## [SET TASK]
Locate every line in the items below that contains the word "white" and copy each of those lines.

[Records of labeled points]
'''

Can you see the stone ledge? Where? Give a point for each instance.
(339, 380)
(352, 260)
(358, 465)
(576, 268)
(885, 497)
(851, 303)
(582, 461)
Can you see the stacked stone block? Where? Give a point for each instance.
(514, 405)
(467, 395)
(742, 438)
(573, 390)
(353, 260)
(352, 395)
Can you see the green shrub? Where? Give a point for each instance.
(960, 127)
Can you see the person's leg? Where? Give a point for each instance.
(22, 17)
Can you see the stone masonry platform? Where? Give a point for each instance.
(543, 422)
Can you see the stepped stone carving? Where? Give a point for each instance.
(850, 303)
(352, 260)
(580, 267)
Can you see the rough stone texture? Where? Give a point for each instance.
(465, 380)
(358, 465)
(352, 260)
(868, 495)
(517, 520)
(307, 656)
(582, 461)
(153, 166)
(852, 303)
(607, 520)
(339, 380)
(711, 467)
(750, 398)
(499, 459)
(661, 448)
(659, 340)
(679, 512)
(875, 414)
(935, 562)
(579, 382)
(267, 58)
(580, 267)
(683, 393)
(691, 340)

'''
'''

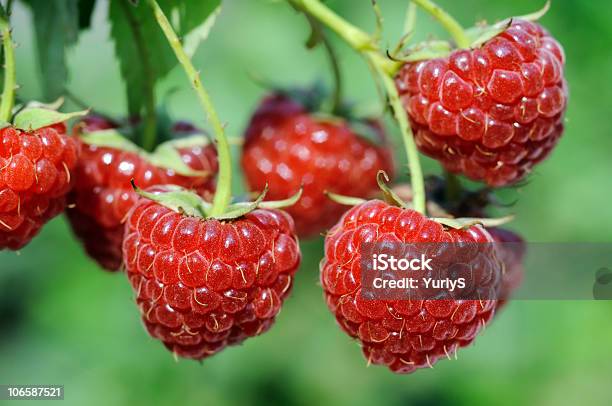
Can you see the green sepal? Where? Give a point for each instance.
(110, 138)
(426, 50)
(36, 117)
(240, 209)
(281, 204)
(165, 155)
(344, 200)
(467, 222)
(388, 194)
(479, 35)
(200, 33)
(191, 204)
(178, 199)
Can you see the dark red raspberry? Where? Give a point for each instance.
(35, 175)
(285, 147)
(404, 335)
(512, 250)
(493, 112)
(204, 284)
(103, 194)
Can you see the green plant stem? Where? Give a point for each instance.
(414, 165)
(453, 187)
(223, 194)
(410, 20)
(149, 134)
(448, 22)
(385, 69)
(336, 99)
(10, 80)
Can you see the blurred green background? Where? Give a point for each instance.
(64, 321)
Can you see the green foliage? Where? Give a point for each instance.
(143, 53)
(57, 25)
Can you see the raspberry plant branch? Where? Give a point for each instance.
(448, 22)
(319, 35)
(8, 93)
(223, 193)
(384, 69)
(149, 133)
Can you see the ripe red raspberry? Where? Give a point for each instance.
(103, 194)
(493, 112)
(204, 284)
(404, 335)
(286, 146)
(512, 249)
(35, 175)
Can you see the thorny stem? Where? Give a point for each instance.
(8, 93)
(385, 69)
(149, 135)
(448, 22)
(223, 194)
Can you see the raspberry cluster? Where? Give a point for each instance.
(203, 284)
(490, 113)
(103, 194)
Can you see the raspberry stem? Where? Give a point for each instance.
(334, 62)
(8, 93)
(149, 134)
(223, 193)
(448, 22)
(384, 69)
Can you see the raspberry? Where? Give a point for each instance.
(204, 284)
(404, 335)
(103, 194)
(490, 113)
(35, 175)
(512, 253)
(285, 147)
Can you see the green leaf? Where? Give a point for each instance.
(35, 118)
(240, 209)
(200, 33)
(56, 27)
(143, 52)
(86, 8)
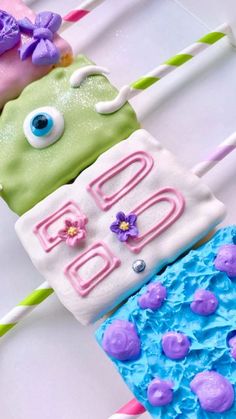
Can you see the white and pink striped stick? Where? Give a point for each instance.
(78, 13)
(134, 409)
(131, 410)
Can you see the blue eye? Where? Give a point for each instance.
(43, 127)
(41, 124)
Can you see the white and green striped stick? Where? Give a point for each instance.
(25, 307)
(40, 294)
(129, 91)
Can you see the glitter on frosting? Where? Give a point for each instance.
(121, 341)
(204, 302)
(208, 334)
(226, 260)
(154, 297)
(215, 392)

'''

## [SOLVED PROBLEM]
Can you see the white and pink striped stick? Where? Give a point for each instance.
Can you see the white and green striped stick? Where? Give a point for each instance.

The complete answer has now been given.